Activity: Read the entries below and pull out each line with the string "beak".

[Stored data entries]
○ ○ ○ ○

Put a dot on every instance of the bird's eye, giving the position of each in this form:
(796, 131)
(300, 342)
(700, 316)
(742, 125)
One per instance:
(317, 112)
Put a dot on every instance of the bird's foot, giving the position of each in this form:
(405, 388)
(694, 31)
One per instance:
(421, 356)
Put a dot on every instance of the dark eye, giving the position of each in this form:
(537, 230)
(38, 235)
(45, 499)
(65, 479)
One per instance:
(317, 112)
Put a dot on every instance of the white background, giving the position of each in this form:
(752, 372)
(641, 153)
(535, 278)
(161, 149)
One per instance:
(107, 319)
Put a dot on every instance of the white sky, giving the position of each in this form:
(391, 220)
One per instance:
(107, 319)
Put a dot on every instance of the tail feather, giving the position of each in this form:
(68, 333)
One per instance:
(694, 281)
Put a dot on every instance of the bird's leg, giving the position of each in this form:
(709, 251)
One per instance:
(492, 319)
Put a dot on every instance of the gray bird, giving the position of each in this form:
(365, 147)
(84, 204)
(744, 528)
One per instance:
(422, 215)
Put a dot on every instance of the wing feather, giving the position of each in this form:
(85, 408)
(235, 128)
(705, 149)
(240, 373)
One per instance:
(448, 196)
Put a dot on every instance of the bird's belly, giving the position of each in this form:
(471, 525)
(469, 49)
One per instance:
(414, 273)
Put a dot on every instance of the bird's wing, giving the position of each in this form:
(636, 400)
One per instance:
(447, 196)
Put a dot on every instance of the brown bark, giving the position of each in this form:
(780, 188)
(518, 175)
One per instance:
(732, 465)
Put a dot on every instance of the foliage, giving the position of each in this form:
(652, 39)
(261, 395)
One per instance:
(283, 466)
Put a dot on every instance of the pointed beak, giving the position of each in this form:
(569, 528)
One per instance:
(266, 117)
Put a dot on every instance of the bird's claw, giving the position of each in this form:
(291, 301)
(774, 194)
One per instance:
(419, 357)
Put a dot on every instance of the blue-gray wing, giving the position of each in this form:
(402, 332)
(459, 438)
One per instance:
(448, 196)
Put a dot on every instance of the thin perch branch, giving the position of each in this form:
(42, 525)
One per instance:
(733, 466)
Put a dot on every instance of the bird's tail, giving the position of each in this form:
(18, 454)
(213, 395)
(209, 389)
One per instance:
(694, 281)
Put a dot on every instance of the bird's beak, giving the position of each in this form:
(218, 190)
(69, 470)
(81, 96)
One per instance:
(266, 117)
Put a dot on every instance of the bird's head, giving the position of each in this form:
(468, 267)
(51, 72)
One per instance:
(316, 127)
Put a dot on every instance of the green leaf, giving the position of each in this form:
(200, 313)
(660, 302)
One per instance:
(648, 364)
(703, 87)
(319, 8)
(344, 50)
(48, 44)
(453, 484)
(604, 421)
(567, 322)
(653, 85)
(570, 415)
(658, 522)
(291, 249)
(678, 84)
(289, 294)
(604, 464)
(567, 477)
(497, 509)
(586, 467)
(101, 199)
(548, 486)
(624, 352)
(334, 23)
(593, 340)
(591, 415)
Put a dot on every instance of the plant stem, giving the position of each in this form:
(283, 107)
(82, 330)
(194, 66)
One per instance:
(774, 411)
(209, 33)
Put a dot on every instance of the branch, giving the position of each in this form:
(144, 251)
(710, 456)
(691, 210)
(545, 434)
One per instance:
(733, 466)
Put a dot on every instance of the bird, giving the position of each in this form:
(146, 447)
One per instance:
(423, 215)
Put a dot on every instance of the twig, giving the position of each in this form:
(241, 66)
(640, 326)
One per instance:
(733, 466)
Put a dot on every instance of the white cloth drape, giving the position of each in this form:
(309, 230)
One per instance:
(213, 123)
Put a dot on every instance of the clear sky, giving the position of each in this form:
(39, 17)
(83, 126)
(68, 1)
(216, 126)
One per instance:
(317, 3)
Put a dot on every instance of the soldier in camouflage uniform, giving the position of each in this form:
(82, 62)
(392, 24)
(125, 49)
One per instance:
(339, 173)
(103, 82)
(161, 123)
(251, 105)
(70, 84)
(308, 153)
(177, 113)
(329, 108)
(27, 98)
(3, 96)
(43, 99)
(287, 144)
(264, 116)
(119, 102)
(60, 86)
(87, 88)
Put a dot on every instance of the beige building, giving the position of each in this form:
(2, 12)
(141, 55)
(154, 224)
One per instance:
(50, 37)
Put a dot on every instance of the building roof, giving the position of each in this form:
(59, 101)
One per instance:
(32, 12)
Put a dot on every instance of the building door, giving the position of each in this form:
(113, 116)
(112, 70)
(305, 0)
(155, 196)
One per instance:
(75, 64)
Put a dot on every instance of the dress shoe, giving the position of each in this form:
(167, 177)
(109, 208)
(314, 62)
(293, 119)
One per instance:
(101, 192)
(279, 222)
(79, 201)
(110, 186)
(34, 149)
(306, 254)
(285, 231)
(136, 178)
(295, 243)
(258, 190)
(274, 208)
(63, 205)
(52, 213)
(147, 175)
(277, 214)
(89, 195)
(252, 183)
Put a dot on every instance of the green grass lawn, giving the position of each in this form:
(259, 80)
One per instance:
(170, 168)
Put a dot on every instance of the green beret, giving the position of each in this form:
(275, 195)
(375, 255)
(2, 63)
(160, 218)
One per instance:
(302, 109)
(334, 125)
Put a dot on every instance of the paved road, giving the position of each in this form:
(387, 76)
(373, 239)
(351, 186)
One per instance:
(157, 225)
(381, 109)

○ ○ ○ ○

Written answer:
Put a dot on every instance of the pointed beak, giving the position of each in this form:
Put a dot on every instance of the bird's beak, giving the position of each in this form:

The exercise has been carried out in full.